● What needs to be done: From the line with "Target: racing bicycle" through the end of the entries, switch every "thickest" to "widest" and write out only those lines, with everything else left unchanged.

● Record list:
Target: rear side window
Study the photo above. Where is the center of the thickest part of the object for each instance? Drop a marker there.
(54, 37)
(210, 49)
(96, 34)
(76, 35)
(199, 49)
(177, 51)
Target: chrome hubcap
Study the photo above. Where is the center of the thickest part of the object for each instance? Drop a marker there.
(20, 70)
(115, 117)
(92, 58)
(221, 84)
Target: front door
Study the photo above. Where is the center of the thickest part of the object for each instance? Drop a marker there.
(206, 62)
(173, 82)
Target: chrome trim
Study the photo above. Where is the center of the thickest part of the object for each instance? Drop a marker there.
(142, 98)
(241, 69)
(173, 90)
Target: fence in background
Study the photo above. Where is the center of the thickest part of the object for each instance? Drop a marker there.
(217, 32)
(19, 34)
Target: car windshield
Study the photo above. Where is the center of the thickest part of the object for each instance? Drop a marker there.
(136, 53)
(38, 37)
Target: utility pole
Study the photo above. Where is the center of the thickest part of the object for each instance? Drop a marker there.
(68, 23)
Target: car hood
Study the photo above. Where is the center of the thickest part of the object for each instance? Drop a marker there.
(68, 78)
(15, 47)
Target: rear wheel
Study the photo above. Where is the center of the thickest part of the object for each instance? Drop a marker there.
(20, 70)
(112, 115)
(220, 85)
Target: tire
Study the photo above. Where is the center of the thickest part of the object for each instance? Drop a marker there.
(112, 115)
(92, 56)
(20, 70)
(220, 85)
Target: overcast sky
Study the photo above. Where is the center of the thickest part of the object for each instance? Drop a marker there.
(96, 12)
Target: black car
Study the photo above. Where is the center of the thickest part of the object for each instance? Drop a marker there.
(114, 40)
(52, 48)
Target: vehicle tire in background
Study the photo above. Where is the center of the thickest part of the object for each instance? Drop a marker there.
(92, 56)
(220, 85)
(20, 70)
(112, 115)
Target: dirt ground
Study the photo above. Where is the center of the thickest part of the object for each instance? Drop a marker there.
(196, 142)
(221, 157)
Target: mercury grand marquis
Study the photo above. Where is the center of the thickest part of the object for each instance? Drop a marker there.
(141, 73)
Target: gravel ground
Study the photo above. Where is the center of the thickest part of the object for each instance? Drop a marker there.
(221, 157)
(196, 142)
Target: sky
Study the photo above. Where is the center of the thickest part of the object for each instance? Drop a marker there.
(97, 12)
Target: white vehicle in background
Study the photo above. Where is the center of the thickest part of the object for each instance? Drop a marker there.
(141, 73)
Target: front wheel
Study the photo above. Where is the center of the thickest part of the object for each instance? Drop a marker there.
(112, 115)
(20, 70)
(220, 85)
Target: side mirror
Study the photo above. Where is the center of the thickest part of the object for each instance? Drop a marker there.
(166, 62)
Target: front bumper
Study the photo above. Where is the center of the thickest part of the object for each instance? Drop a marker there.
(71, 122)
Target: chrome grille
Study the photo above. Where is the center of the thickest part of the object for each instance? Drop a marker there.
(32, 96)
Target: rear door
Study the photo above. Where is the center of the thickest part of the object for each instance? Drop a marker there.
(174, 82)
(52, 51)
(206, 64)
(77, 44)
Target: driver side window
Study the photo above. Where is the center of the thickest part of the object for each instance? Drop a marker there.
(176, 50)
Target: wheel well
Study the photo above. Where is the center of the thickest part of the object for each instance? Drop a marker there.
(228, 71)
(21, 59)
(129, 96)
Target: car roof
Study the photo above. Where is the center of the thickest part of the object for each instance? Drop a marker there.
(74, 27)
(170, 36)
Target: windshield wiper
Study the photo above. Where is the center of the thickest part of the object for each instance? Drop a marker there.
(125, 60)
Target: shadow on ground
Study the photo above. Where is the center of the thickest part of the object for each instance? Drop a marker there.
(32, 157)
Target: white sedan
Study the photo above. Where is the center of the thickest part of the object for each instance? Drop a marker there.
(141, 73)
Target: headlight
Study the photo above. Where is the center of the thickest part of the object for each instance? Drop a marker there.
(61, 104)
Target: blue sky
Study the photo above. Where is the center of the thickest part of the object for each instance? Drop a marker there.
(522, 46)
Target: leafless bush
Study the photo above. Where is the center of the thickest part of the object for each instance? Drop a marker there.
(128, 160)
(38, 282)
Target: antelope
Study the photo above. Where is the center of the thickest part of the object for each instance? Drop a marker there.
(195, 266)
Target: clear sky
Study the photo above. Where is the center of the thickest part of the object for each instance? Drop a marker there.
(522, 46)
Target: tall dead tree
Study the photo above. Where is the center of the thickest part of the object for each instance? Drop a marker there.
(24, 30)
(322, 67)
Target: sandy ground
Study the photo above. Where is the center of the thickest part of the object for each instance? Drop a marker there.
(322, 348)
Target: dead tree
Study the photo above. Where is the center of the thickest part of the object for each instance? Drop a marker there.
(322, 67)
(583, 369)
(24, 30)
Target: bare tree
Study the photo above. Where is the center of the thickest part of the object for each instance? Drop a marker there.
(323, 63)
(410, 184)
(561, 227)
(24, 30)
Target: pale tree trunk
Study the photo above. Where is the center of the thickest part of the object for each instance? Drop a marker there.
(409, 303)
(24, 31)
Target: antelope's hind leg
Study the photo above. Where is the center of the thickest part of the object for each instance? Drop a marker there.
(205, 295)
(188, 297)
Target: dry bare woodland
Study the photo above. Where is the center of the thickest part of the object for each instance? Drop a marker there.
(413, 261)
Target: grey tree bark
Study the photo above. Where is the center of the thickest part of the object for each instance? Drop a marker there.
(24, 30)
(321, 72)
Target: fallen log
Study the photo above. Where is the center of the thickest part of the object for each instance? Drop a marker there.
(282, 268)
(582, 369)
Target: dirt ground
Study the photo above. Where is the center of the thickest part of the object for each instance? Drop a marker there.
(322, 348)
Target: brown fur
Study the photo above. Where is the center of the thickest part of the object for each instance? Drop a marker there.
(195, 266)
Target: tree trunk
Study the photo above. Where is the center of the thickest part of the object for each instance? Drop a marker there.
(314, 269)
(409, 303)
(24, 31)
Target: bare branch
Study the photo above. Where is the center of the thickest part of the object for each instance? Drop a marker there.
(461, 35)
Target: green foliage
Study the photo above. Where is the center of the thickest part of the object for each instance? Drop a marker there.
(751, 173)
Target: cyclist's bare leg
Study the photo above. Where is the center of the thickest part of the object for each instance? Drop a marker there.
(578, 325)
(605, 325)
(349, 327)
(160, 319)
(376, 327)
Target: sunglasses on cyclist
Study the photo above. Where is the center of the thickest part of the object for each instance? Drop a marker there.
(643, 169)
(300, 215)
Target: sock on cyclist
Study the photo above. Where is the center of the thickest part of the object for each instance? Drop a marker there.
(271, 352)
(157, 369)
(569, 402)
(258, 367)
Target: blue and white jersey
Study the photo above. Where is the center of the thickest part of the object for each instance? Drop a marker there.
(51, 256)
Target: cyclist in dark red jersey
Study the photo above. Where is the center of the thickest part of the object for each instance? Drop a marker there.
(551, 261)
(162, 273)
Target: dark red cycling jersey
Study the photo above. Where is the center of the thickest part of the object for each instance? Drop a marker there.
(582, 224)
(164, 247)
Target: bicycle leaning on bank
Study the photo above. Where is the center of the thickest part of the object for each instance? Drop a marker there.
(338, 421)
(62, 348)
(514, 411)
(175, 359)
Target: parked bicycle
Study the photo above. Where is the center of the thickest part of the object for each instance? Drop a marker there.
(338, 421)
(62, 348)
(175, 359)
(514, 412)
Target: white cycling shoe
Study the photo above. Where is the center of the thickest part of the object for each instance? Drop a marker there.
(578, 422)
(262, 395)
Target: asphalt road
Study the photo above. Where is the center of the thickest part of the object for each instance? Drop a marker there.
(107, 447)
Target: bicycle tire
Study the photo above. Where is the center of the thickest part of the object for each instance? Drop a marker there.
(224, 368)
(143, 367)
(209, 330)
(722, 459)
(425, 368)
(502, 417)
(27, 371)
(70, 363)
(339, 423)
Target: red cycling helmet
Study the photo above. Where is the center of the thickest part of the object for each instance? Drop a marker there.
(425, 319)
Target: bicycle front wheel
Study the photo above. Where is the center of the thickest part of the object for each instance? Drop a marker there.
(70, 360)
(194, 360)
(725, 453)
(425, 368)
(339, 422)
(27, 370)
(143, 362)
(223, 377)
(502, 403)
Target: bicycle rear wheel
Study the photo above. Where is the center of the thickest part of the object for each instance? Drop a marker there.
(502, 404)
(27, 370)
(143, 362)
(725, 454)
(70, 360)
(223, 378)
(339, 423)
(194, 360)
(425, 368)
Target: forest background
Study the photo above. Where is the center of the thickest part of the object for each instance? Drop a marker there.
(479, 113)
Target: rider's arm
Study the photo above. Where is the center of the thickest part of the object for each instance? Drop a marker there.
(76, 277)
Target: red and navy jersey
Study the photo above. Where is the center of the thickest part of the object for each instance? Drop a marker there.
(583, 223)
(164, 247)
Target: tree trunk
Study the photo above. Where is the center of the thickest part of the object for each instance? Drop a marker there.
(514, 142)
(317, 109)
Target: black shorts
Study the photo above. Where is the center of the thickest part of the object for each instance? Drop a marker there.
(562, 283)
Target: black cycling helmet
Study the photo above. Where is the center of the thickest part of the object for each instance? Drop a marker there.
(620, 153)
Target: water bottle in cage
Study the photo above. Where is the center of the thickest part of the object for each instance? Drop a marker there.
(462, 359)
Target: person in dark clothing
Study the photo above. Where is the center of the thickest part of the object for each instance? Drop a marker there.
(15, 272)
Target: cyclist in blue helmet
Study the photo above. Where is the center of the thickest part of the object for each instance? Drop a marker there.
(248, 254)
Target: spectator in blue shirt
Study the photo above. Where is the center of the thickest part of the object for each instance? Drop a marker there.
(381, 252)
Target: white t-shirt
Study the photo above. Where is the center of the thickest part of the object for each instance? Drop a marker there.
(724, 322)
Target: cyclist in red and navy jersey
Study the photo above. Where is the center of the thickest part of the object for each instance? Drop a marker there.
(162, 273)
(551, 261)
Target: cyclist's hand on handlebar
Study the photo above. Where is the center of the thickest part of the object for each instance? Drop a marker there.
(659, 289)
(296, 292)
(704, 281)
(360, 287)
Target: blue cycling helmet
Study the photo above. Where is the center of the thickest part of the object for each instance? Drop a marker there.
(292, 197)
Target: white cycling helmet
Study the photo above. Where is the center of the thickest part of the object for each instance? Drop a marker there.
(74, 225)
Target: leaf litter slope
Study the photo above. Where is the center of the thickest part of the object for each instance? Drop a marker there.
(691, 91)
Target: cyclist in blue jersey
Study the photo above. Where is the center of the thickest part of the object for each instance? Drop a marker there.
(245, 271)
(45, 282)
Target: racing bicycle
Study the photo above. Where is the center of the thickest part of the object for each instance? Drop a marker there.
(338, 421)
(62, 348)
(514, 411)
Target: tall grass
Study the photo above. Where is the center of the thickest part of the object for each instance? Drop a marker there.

● Solution to this task:
Target: racing bicycle
Study the photo above. Where is the center of the widest part of the object for each instance? Drop a marker there.
(338, 421)
(62, 348)
(514, 411)
Target: tall grass
Study the photo above. Where is the center of the widest part of the object for each instance? Drop a marker there.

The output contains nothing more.